> [Document passage]
Here’s how John Runft, the Boise attorney for the Muellers, puts the legal issue at the heart of the case: “When the danger dips below a probability into a possibility, it’s wrong - there should be no deprivation of the constitutional rights. One should not lose the parental rights which are in the Constitution.”
McDonald said the baby had a small - possibly 5 percent - chance of a serious bacterial infection such as meningitis. Meningitis can be fatal or cause brain damage in an infant within 12 hours. Administering a spinal tap and antibiotics to a 5-week-old infant also carries risks, though the child wasn’t harmed in this case.
“There is a presumption that parents act in the best interest of their children,” Rosman told the 9th Circuit judges. “The court below recognized this” in an earlier ruling. But that presumption wasn’t included in the jury’s instructions in the case, he said. Plus, he argued that allowing an expert witness to say he thought the child did have meningitis “prejudiced our case before the jury.”
Judge Randy Smith responded, “I don’t know that I can find a mistake of the law in what Judge Winmill gave as his instructions. He may have misformulated it.”
Judge Stephen Trott noted that the emergency room doctor conferred with a pediatrician, who concurred with his opinion. “I know everything that happened - I read this twice,” Trott told Rosman.

> [Information shown]
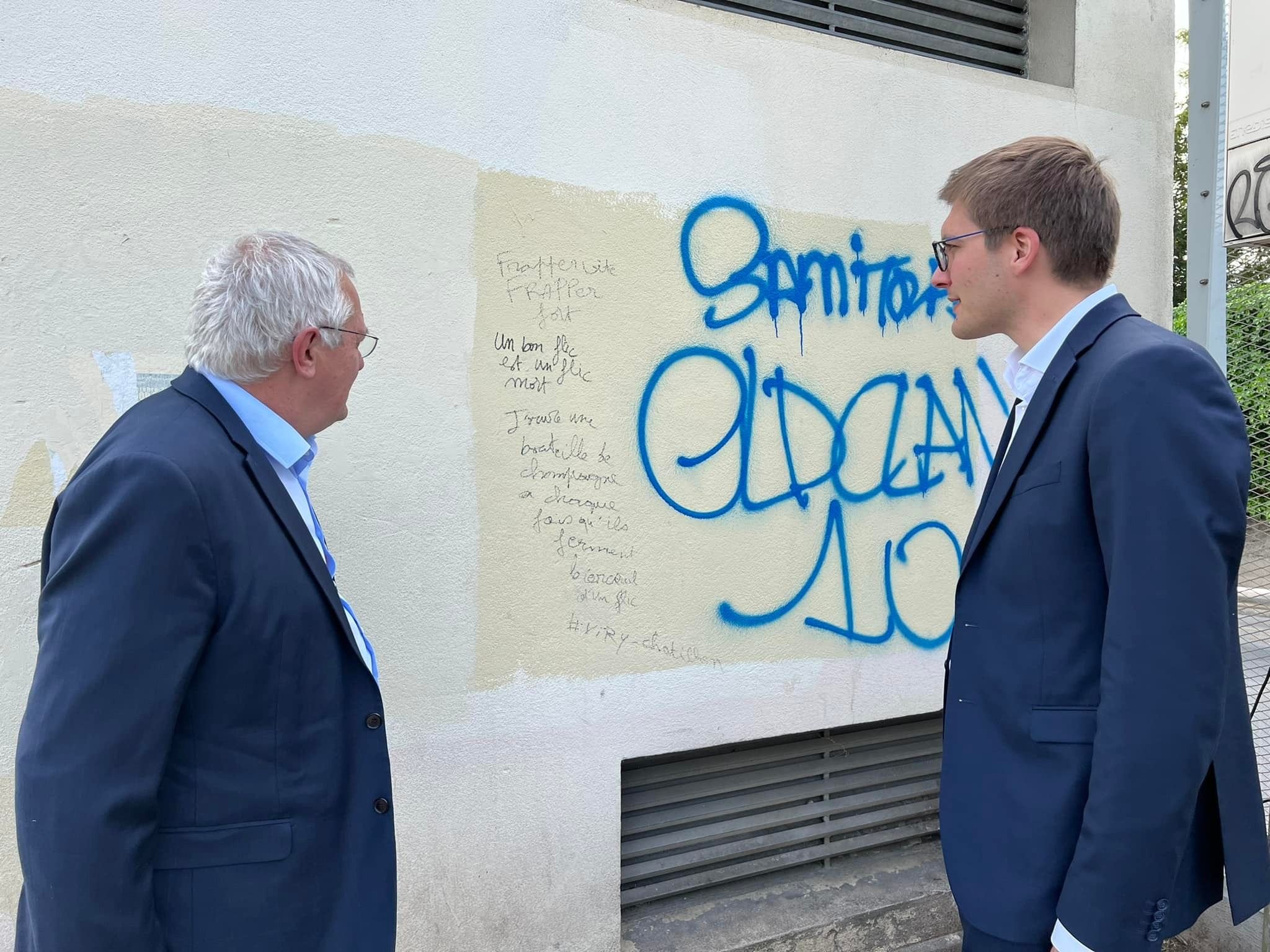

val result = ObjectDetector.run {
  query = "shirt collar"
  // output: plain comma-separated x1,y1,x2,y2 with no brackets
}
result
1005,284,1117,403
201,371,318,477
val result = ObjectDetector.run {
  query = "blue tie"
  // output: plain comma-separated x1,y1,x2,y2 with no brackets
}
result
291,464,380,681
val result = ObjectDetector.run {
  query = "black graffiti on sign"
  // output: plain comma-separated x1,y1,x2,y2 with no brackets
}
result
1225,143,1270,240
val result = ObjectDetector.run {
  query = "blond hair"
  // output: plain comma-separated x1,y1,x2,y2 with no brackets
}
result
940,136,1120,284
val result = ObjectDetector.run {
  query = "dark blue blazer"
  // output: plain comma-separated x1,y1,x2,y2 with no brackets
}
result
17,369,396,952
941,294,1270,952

> [How to complete this task]
Reproduce the court-case passage from the words containing "Judge Randy Smith" through "Trott told Rosman.", substituting "ER physician" for "emergency room doctor".

> [Solution]
Judge Randy Smith responded, “I don’t know that I can find a mistake of the law in what Judge Winmill gave as his instructions. He may have misformulated it.”
Judge Stephen Trott noted that the ER physician conferred with a pediatrician, who concurred with his opinion. “I know everything that happened - I read this twice,” Trott told Rosman.